--- START OF PAGE ---

Sep 16 00:42:01 deployment-logstash03 CRON[6935]: (root) CMD (/usr/bin/curator --config /etc/curator/config-logstash.yaml /etc/curator/cleanup_logstash.yaml > /dev/null)
Sep 16 00:42:01 deployment-logstash03 CRON[6934]: (root) CMD (/usr/bin/curator --config /etc/curator/config-apifeatureusage-deployment-elastic05.deployment-prep.eqiad.wmflabs.yaml /etc/curator/cleanup_apifeatureusage-deployment-elastic05.deployment-prep.eqiad.wmflabs.yaml > /dev/null)

The cleanup ones logs to /var/log/elasticsearch/curator-logstash.log which is empty. The cleanup one filters indices based on a name prefix of logstash-.

--- END OF PAGE ---

_COMPLETE THE FOLLOWING_:
• 1. In the curator cron log:
(a) Which host name appears in both log lines?
(b) Which file do the cleanup ones log to?
(c) What name prefix does the cleanup one use to filter indices?
• 2. Carry on the curator cron log discussion from its last sentence.
You won't need the material to do any of this.

--- START OF AVAILABLE DATA ---

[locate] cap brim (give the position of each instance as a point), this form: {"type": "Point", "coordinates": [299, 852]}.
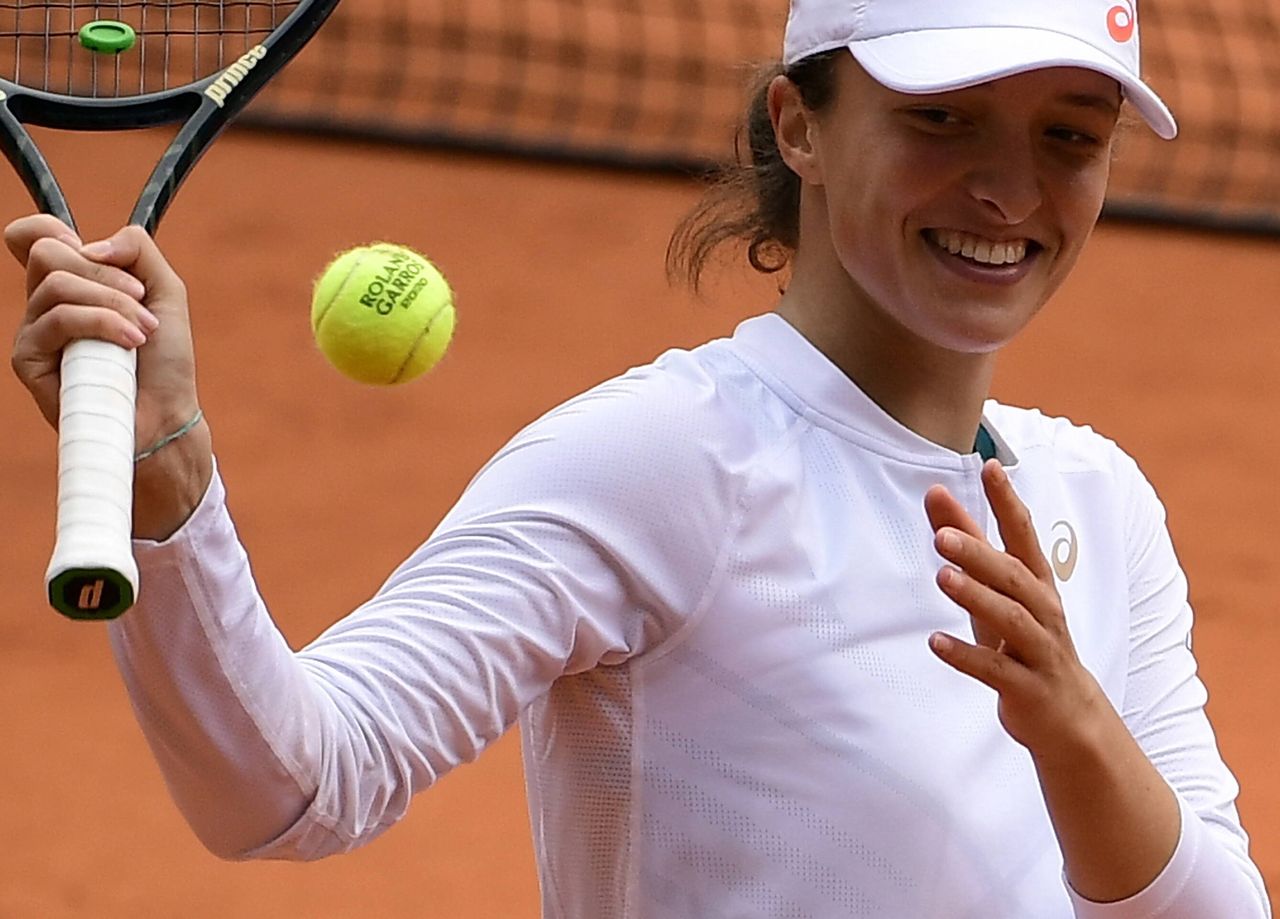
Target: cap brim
{"type": "Point", "coordinates": [937, 60]}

--- END OF AVAILABLE DATA ---

_RESPONSES FOR EACH TASK_:
• 1.
(a) deployment-logstash03
(b) /var/log/elasticsearch/curator-logstash.log
(c) logstash-

• 2.
The config has:

client:
  hosts:
    - 127.0.0.1
  port: 9200
  url_prefix:
  use_ssl: False
  timeout: 30
  master_only: False

We can list the aliases with: curl 'http://127.0.0.1:9200/_cat/indices/?s=index'


I have tried to run the command manually and surely it fails:

sudo /usr/bin/curator --config /etc/curator/config-logstash.yaml /etc/curator/cleanup_logstash.yaml --dry-run
Traceback (most recent call last):
  File "/usr/bin/curator", line 11, in <module>
    load_entry_point('elasticsearch-curator==4.2.5', 'console_scripts', 'curator')()
  File "/usr/lib/python2.7/dist-packages/click/core.py", line 716, in __call__
    return self.main(*args, **kwargs)
  File "/usr/lib/python2.7/dist-packages/click/core.py", line 696, in main
    rv = self.invoke(ctx)
  File "/usr/lib/python2.7/dist-packages/click/core.py", line 889, in invoke
    return ctx.invoke(self.callback, **ctx.params)
  File "/usr/lib/python2.7/dist-packages/click/core.py", line 534, in invoke
    return callback(*args, **kwargs)
  File "/usr/lib/python2.7/dist-packages/curator/cli.py", line 166, in cli
    client = get_client(**client_args)
  File "/usr/lib/python2.7/dist-packages/curator/utils.py", line 603, in get_client
    'Error: {0}'.format(e)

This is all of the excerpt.